EXERCISE DIRECTIONS ::
Please continue the article below on US sanctions and India's Chabahar port deal, starting after its last sentence.

:: PASSAGE

The profundity of economic power

Updated 18 May, 2024

The US has warned of potential sanctions for any country considering business deals with Iran hours after India signed a 10-year contract with Iran to operate the Chabahar port.

In a press briefing early this week, the country’s State Department Deputy Spokesperson when asked about the deal said that: “the US sanctions on Iran are still in place and that Washington would continue to enforce them.

Any entity, anyone considering business deals with Iran - they need to be aware of the potential risks that they are opening themselves up to the potential risk of sanctions.“

India did not take long to respond. Indian external affairs minister S. Jaishankar said, “I did see some of the remarks which were made, but I think it’s a question of communicating, convincing and getting people to understand, that this is actually for everyone’s benefit.

I don’t think people should take a narrow view of it.“ He added: “They (US) have not done so in the past. So, if you look at the US’ own attitude towards the port in Chabahar, the US has been appreciative of the fact that Chabahar has a larger relevance…we will work at it”.

Jaishankar further said that India had a long association with the project, but was not able to sign a long-term pact. He added that New Delhi was able to sort out the issues and sign the long-term agreement, which will benefit the entire region.

The Chabahar Port is an India-Iran flagship project that serves as an important transit port for trade with Afghanistan and Central Asian countries, which are landlocked countries.

India has been a key player in the development and operation of Chabahar Port. The Indian government has invested in the port’s infrastructure and has been involved in upgrading its facilities to make it a viable transit route for Indian goods bound for Afghanistan and Central Asia.

Through Chabahar Indian businesses are seeking direct access to the riches of Central Asia. Uranium from Kazakhstan, gold and rare earth metals from Uzbekistan, natural gas from Turkmenistan and minerals from Afghanistan.

With businesses come strategic and diplomatic alliances with all these countries. In focus would be Afghanistan with which it would have a direct land access for the first time.

Also on some other occasions, India had set aside the threat of US sanctions. It had been importing oil from the US sanctions-hit Iran. After some interruptions it is now considering resuming crude oil shipments from Iran, overriding sanctions.

With Russia, under Western sanctions since its war with Ukraine in 2022, India ramped up purchases of Russian oil to cash in on the opportunity of steep pricing discounts as a result of western sanctions.

Its imports grew from zero in January 2022, before the war, to 1.27 million barrels a day in January 2023. Moscow was the biggest crude supplier to India in 2023, accounting for more than 30% of its imports, and will likely remain so through early 2024.

Unlike India, Pakistan could not defy the US sanctions. Not only did it fail to reach a deal with Iran on Iran Pakistan Gas Pipeline project, it could not import oil from Russia at a time when it was available at a lower price.

Cheap sourcing of gas and oil, in these difficult times, means so much to Pakistan national and public interests. It could dramatically turn around the country’s economic and fiscal dynamics for the better with revival of industrial growth, availability of cheap electricity and transportation.

Iranian President Ebrahim Raisi’s visit to Pakistan last month put under the spotlight the gas pipeline deal between the two neighbours, which has faced delays due to geopolitical issues and international sanctions.

::::
:: SUPPLIED RECORDS

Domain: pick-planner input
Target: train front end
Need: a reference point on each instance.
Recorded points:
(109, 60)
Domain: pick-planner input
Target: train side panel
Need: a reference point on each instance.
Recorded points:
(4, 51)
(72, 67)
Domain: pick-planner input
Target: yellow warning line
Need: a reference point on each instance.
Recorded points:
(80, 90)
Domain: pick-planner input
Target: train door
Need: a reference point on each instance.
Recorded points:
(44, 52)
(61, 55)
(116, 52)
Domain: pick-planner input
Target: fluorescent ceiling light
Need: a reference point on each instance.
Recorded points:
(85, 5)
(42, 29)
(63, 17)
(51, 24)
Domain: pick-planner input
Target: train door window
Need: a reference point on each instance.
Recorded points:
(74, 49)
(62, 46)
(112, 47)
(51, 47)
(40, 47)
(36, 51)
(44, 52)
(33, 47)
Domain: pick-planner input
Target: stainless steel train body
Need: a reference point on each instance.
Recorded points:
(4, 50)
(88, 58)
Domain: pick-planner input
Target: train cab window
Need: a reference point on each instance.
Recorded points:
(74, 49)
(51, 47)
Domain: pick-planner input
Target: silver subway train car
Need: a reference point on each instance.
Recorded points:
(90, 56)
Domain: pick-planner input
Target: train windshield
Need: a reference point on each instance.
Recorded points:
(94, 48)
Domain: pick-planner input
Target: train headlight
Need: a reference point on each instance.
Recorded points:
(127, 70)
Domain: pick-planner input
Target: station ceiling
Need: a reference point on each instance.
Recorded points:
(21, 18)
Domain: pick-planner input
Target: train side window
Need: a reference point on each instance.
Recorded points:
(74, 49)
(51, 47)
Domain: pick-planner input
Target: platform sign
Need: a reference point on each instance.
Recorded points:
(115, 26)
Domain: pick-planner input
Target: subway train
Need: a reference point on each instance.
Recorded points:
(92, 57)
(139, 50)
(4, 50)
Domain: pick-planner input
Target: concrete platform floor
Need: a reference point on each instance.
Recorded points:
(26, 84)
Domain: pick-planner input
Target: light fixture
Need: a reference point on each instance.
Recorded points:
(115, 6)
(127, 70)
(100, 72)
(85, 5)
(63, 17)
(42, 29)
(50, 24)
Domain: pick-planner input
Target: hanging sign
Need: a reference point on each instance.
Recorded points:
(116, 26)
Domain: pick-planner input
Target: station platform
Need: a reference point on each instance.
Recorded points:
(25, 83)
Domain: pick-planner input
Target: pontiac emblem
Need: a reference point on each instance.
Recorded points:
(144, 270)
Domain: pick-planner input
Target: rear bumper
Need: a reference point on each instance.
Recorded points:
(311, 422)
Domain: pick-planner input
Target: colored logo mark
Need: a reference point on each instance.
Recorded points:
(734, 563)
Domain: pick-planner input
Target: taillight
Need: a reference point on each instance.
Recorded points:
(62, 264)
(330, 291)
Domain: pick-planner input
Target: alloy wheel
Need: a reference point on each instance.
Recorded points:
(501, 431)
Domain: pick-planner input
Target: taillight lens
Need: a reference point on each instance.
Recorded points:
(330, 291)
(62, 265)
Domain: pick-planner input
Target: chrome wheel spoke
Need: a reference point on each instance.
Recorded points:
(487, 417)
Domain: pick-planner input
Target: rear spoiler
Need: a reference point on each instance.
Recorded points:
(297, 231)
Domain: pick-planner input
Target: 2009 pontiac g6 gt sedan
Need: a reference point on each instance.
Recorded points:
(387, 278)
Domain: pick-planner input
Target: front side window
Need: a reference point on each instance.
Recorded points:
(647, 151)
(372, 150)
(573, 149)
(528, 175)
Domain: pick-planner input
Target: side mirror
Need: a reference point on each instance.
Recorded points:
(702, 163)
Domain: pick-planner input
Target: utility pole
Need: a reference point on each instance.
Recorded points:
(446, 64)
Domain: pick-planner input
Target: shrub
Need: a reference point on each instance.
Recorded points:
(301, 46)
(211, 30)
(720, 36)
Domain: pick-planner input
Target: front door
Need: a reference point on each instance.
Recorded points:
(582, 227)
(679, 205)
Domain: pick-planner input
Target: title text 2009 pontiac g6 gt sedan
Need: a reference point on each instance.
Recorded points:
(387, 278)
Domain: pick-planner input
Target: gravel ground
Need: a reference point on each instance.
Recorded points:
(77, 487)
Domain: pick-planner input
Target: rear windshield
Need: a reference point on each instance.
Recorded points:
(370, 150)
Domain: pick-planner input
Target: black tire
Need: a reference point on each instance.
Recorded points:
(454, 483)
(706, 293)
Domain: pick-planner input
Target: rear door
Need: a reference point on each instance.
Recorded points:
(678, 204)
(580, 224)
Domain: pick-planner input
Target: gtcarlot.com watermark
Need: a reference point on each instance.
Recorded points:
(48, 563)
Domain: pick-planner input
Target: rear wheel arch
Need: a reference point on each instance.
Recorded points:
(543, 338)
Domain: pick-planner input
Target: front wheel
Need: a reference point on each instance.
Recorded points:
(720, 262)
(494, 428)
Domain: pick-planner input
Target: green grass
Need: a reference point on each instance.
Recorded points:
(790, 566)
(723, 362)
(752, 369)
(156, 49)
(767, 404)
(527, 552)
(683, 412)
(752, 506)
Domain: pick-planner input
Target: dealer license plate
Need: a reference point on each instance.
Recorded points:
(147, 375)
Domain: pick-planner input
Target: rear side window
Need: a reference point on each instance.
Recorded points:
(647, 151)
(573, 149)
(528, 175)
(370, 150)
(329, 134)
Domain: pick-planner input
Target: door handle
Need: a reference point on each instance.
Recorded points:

::::

ANSWER FOR THIS EXERCISE ::
The two nations reiterated the importance of cooperation in the energy domain, including trade in electricity, power transmission lines and the IP Gas Pipeline project, a joint statement released following the culmination of the visit said. Tehran says it has already invested $2 billion to construct the pipeline on its side of the border, making it ready to export.

Pakistan, however, did not begin construction and shortly after the deal said the project was off the table for the time being, citing international sanctions on Iran as the reason.

Pakistan can be fined up to $18 billion for not holding up its half of the agreement. Faced with a potential fine, Pakistan’s caretaker administration earlier this year decided, in principle, to commence plans to build an 80km segment of the pipeline.

In March 2024, Islamabad said it would seek a US sanctions waiver for the pipeline. However, the US said publicly thereafter that it did not support the project and cautioned about the risk of sanctions in doing business with Tehran.

This case brings to surface a strikingly reality: it is the economic power of the nation which determines and sets its standards of bilateral diplomatic relations and influence in global politics. India has come up as the fifth largest economic power of the world and with this it is expanding its political muscles and global influence.

The US-led West needs India on their side. India is aware of it and therefore can manage to have its way in world politics.

Unfortunately, however, Pakistan has lost out on its economy and with it has lost its influence on world politics. Pakistan’s economy is struggling from one IMF (International Monetary Fund) programme to another.

The incumbent Prime Minister has stated that without IMF programme the economy of the country would not sustain. Washington’s support is crucial for Pakistan as the country looks to sign up a new longer term bailout program with the IMF in coming weeks.

With this economic bondage, Pakistan cannot have an independent foreign policy nor will it have its way in world politics.

Tradition of premature government exits has deprived the nation of continuity in economic momentum and political stability, and sanctity of its institutions. The over 200 million of people of Pakistan deserve something better.